## Geselecteerde passage:
Als op een of beide vragen met „ja‟ is beantwoord is deze voedselbank aangemerkt als een steunontvangende voedselbank. Anders wordt de voedselbank aangemerkt als een nietsteunontvangende voedselbank. Wel of geen samenwerking is gemeten met behulp van de vijfpuntschaal-enquêtevraag: „Hoe beoordeeld u de samenwerking met de gemeente?‟ Omdat er gebruik is gemaakt van een vijfpuntschaal is er bij keuze drie (gemiddeld) gekeken naar: of er afspraken zijn over het doorverwijzen van burgers door de gemeente naar de voedselbank, of de voedselbank klanten doorverwijst naar de sociale dienst van de gemeente, de frequentie van overleg tussen beiden en de hoeveelheid en soort informatie die uitgewisseld wordt. 36
Particuliere armoedebestrijding in een verzorgingsstaat? Hierop zijn 64 voedselbanken onderverdeeld in steun ontvangende en niet steun ontvangende voedselbanken en samenwerkende voedselbanken en niet samenwerkende voedselbanken. Deze zijn vervolgens in een kruistabel geplaatst zodat er vier categorieën zijn ontstaan: 1: geen steun, geen samenwerking, 2: wel steun, geen samenwerking, 3: geen steun, wel samenwerking en 4: wel steun, wel samenwerking. Vervolgens is een lijst gemaakt van alle voedselbanken per categorie (zij bijlage 3). Ten slotte is geprobeerd een analyse uit te voeren naar opvallende overeenkomsten tussen de combinaties van gemeenten en voedselbank binnen iedere categorie. Hiermee is de kwantitatieve trap afgerond. Deze heeft opgeleverd: -
Een overzicht van alle voedselbanken met bijbehorende contactgegevens en gemeente
-
Een selectie van de relevante variabelen om onderscheid op te maken (bijlage 1)

## Fragmenten dataset:
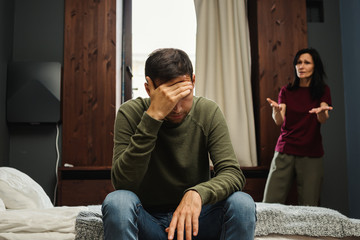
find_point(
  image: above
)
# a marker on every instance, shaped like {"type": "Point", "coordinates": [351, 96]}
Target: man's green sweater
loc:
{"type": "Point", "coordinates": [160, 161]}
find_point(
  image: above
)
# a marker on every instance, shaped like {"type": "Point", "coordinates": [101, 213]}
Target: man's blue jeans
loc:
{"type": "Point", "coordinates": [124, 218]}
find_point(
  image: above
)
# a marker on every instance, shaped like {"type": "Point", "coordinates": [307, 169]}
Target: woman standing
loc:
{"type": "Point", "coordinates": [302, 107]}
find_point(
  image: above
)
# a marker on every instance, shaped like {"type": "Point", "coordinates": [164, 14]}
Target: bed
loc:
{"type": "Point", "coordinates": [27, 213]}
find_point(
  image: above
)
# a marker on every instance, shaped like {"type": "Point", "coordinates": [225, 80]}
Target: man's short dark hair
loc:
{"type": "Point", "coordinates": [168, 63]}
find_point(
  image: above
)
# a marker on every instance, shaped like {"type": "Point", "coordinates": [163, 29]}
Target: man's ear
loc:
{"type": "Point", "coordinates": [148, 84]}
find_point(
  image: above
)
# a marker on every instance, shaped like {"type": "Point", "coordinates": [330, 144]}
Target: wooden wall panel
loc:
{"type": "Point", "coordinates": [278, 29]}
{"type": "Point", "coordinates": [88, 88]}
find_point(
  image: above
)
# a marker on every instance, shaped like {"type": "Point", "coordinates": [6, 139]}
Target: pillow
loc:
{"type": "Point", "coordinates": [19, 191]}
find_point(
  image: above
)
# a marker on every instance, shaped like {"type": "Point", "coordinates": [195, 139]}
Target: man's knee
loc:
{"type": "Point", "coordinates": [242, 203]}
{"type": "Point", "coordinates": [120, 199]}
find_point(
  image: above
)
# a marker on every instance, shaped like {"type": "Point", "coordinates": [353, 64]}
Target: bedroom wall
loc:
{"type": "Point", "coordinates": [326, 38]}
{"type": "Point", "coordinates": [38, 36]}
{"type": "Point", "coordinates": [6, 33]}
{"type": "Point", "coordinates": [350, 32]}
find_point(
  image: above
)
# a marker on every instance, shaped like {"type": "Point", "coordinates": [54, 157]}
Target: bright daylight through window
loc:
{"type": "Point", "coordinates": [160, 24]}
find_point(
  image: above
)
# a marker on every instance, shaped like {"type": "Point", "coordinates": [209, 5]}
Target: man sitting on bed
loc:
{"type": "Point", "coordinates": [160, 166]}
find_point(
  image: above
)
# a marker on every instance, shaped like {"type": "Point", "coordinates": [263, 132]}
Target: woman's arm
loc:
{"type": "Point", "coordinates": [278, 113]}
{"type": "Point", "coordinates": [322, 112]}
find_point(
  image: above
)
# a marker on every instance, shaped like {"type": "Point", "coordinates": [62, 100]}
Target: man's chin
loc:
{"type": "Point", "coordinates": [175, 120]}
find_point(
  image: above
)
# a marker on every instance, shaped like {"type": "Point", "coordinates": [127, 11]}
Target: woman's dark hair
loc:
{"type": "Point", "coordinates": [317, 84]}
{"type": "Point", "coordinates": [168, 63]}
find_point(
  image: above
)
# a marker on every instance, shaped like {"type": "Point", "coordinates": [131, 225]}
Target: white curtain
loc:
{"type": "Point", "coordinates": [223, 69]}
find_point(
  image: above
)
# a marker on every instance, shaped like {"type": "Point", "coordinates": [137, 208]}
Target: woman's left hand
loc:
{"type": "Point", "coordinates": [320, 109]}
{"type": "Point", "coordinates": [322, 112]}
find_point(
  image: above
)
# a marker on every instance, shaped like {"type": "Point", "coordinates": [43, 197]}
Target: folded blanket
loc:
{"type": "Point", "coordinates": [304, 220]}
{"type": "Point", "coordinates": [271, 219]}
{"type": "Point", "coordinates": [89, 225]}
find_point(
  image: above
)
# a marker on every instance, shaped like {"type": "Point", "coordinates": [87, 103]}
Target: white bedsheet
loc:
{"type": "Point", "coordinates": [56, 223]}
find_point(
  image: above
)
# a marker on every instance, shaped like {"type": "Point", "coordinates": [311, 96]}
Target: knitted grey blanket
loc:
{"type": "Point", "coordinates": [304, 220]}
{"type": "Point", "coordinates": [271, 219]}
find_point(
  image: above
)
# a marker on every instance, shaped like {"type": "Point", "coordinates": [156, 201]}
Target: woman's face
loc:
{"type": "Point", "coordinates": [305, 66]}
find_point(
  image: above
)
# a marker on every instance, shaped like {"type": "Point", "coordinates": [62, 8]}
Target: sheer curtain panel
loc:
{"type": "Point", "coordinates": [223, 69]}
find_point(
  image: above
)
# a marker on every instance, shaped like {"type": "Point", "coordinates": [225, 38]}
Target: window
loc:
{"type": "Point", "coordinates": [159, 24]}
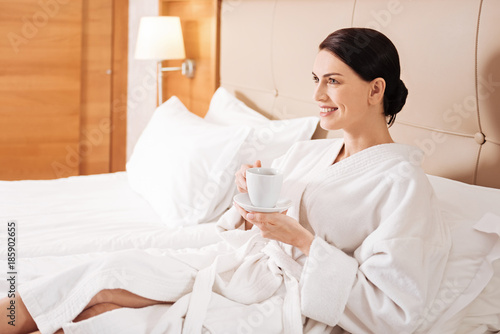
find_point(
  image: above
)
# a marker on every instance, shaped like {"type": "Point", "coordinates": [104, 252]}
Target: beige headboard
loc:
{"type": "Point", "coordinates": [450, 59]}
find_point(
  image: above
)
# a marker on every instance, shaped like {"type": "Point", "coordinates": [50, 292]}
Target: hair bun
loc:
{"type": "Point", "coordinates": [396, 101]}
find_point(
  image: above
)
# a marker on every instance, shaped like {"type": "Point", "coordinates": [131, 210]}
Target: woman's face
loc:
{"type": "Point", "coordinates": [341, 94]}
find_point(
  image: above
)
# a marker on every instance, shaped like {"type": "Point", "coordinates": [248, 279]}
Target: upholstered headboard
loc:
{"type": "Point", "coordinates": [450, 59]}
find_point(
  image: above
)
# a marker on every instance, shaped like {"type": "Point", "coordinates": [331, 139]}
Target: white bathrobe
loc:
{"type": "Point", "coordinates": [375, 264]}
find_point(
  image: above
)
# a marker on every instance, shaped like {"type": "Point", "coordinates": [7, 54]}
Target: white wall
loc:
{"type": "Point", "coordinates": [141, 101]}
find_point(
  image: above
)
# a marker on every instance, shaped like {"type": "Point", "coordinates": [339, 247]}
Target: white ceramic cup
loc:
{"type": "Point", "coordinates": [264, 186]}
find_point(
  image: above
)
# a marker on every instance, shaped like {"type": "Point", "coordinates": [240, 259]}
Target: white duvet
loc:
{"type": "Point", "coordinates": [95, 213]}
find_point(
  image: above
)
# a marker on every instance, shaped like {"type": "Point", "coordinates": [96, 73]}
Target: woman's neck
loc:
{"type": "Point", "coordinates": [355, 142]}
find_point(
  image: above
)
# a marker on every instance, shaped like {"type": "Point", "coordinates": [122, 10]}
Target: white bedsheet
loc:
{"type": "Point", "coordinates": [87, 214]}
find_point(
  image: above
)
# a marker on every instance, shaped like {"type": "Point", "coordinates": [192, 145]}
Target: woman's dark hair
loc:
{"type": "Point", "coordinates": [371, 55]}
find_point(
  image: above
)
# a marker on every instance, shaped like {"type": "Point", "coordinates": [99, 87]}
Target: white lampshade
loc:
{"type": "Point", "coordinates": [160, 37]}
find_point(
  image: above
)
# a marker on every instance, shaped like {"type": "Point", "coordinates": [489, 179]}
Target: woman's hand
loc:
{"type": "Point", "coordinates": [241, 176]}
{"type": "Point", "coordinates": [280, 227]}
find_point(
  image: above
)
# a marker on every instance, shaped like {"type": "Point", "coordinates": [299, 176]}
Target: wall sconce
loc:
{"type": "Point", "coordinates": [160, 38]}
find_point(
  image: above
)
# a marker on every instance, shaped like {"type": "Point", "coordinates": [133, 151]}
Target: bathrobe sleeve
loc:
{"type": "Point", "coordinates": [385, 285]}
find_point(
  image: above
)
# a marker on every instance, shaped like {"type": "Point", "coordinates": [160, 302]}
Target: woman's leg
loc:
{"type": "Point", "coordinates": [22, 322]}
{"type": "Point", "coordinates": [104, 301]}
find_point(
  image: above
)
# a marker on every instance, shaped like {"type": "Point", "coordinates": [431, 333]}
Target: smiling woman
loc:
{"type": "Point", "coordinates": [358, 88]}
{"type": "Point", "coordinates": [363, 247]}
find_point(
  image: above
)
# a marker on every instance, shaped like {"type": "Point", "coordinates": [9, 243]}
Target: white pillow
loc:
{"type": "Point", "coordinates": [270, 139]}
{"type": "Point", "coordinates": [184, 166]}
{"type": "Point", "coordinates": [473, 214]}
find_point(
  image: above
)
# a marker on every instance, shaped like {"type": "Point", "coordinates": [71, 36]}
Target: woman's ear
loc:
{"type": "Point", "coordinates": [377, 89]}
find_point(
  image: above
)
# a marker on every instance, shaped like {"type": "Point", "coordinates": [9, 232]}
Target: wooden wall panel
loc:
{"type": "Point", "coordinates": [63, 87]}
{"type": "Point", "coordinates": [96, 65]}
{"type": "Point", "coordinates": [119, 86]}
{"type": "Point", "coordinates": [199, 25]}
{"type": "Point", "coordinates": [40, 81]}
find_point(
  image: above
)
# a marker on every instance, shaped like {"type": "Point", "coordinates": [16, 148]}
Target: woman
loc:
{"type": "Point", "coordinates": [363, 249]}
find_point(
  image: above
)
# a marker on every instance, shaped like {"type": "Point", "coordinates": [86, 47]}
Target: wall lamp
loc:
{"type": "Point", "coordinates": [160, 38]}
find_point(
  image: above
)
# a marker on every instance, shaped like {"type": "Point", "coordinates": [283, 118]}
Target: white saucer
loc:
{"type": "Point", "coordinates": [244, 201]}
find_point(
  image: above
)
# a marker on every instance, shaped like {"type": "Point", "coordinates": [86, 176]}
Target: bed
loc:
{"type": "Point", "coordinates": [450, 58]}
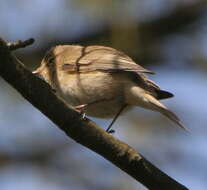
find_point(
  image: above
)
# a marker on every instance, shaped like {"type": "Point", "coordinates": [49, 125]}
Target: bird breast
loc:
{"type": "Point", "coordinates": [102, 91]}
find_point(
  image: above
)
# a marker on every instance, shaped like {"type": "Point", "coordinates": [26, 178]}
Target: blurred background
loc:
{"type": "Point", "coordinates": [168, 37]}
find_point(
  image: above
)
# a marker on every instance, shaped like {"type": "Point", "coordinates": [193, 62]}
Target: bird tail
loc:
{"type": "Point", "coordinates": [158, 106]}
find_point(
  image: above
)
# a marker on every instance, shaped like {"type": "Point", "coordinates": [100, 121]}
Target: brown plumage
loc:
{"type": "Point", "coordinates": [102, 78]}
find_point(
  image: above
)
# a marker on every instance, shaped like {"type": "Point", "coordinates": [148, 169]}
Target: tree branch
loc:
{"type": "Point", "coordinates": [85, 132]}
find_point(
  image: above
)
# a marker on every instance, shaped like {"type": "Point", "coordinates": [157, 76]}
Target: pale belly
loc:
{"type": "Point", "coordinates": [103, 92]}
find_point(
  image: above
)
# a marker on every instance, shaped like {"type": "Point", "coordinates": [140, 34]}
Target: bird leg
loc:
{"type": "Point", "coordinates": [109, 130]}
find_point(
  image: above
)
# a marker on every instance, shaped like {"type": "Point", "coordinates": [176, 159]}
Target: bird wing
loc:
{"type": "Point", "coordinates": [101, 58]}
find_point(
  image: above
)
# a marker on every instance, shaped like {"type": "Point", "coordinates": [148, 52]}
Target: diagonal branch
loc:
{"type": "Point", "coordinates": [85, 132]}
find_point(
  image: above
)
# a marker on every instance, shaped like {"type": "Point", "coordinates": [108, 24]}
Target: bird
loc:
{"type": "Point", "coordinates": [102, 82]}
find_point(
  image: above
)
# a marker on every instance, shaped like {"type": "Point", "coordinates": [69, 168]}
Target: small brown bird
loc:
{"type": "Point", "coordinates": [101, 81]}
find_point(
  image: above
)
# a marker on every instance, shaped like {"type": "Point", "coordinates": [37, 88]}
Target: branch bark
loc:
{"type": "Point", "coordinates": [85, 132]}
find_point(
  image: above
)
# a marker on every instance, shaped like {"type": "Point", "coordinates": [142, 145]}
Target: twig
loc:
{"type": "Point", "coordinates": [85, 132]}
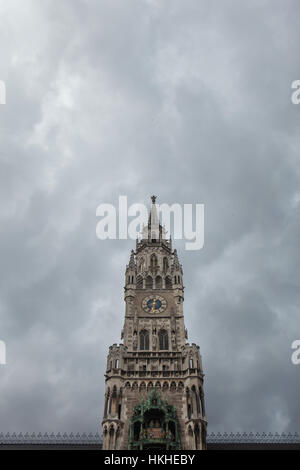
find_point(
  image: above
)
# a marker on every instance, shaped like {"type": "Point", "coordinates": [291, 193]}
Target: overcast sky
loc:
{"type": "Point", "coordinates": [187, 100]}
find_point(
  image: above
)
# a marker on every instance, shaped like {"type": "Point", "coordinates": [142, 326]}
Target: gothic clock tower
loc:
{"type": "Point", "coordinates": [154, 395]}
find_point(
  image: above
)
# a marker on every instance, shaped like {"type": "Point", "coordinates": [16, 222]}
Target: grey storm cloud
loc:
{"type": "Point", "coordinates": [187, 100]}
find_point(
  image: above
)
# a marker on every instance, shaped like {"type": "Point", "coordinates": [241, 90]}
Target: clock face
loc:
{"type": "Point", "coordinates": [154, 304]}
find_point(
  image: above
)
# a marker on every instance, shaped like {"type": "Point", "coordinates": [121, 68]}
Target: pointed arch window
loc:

## Opdracht A:
Stemmen de volgende uitspraken overeen met de passage over voedselbanken? (i) De 64 voedselbanken zijn in een kruistabel over vier categorieën verdeeld. (ii) De samenwerking met de gemeente is gemeten met een vraag waarop alleen ja of nee kon worden geantwoord. (iii) Een voedselbank geldt uitsluitend als steunontvangend wanneer op beide vragen met ja is geantwoord. Beantwoord elke uitspraak met ja of nee en citeer letterlijk de woorden uit de passage die de doorslag geven.
## Opdracht B:
Hervat de passage over voedselbanken en schrijf deze verder, te beginnen na de laatste regel die wordt getoond.

## Juist antwoord A:
(i) Ja: „Hierop zijn 64 voedselbanken onderverdeeld" en „Deze zijn vervolgens in een kruistabel geplaatst zodat er vier categorieën zijn ontstaan"
(ii) Nee: „Wel of geen samenwerking is gemeten met behulp van de vijfpuntschaal-enquêtevraag"
(iii) Nee: „Als op een of beide vragen met „ja‟ is beantwoord is deze voedselbank aangemerkt als een steunontvangende voedselbank."

## Juist antwoord B:
-
64 ingevulde vragenlijsten
-
Beschrijvende statistieken bij de verschillende enquêtevragen
-
Een onderverdeling in „wel‟, „niet‟ van 64 voedselbanken op de variabele steun
-
Een onderverdeling in „wel‟, „niet‟ van 64 voedselbanken op de variabele samenwerking
-
Een onderverdeling van 64 voedselbanken in 4 categorieën
-
Een analyse van opvallende overeenkomsten tussen binnen iedere categorie
3.4 De onderzoeksmethode: Kwalitatieve fase 3.4.1 Doelstelling en keuze voor kwalitatief onderzoek Doelstelling van de kwalitatieve fase binnen het onderzoek is om de eerder geformuleerde varianten van samenwerking te kunnen verklaren. Deze fase van onderzoek zal een antwoord geven op de vierde deelvraag. In tegenstelling tot kwantitatief onderzoek richt de vraagstelling bij kwalitatief onderzoek zich vooral op onderwerpen die te maken hebben met de wijze waarop mensen betekenis geven aan hun sociale omgeving en hoe ze zich op basis daarvan gedragen. Er wordt naar gestreefd om onderwerpen vanuit het perspectief van de onderzochte mensen te leren kennen met als doel het beschrijven en verklaren van deze onderwerpen (Boeije 2005).
Deze vorm van
onderzoek is dus uitermate geschikt voor het verklaren van de vier geformuleerde vormen van samenwerking tussen gemeenten en voedselbanken.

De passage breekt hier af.